* REQUIRED TASK A *
In the forum reply, what could be done with all of the ToR switches if only a Layer 2 fabric with routing in the core/aggregation layer is wanted?
* REQUIRED TASK B *
Using the forum reply, explain what a fully meshed Layer 3 routed spine-leaf topology involves and how the writer says it is regarded.

* START GIVEN PASSAGE *

Re: Is Aruba 5406R with VSF too much for redundancy?

Howdy,

What I would be asking is -

             What is the underlying requirement in this "mini-datacentre" build?

A - Applications

B - Infrastructure building blocks

C - Connectivity 

D - dependencies 

How many hosts / ports / storage?

What do the traffic volumes and application spread look like today and how are they expected to ramp up?

Do you just want a Layer2 fabric with routing in the "core/aggregation" layer?

     You could just IRF all of the ToR switches together in a big ring...

Do you want a fully meshed Layer 3 routed Spine-leaf like topology?

       Very popular these days Sir. Routing right down to the edge, multiple uplinks, equal cost multi-path OSPF etc. 

Does this network need to participate with other networks either in other premises or with virtual infrastructure in a public cloud somewhere?

Will you be running Virtual switches in the servers (that we haven't yet mentioned) in the racks?

* END GIVEN PASSAGE *
* START EXTRACTED DATA *

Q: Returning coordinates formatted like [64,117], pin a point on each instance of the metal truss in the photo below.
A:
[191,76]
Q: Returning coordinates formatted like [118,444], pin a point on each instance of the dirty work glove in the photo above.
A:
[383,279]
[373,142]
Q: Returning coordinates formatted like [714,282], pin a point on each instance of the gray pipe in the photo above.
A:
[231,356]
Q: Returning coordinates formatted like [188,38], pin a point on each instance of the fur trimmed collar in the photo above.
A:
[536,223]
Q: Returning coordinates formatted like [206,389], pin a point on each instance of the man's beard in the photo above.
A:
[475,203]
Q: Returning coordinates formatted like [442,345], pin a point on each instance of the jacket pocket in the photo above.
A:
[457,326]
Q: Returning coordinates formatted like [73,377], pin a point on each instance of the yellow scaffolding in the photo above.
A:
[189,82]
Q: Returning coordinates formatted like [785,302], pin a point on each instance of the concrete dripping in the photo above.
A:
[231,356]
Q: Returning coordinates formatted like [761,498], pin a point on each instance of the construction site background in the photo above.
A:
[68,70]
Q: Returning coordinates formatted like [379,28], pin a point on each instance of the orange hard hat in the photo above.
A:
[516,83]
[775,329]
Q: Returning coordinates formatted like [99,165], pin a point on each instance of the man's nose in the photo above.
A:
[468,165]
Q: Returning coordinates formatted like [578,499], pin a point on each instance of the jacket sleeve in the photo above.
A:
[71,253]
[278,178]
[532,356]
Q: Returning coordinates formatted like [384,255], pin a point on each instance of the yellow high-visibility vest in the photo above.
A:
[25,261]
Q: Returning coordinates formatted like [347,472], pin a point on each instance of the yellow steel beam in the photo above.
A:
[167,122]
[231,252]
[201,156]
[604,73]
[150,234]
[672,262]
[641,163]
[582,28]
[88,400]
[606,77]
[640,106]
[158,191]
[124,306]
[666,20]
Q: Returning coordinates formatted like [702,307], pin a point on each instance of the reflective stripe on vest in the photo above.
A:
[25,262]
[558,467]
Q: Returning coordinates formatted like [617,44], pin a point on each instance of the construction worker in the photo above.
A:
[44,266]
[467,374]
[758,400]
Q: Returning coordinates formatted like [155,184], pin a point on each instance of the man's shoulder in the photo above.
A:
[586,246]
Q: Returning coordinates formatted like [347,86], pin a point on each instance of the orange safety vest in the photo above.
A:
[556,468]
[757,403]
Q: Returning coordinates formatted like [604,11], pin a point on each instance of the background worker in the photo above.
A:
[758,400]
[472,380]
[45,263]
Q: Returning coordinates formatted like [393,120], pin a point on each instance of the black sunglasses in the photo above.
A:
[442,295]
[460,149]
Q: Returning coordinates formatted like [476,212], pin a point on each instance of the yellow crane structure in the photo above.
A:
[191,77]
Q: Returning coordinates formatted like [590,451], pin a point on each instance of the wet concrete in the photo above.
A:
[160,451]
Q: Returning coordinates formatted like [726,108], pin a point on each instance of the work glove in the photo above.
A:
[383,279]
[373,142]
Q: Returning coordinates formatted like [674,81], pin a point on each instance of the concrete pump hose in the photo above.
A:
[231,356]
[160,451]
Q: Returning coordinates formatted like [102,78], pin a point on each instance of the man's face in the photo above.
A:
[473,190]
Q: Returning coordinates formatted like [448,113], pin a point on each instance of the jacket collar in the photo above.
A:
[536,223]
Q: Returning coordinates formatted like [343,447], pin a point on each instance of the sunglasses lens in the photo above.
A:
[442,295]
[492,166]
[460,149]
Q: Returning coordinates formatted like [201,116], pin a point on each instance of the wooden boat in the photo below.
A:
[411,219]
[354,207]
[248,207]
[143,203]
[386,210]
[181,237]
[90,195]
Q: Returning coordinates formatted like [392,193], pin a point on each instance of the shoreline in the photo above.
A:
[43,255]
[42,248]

* END EXTRACTED DATA *

* EXPECTED OUTPUT A *
They could all be joined with IRF in one big ring.

* EXPECTED OUTPUT B *
The writer calls it very popular these days. It involves routing right down to the edge, multiple uplinks, and equal cost multi-path OSPF.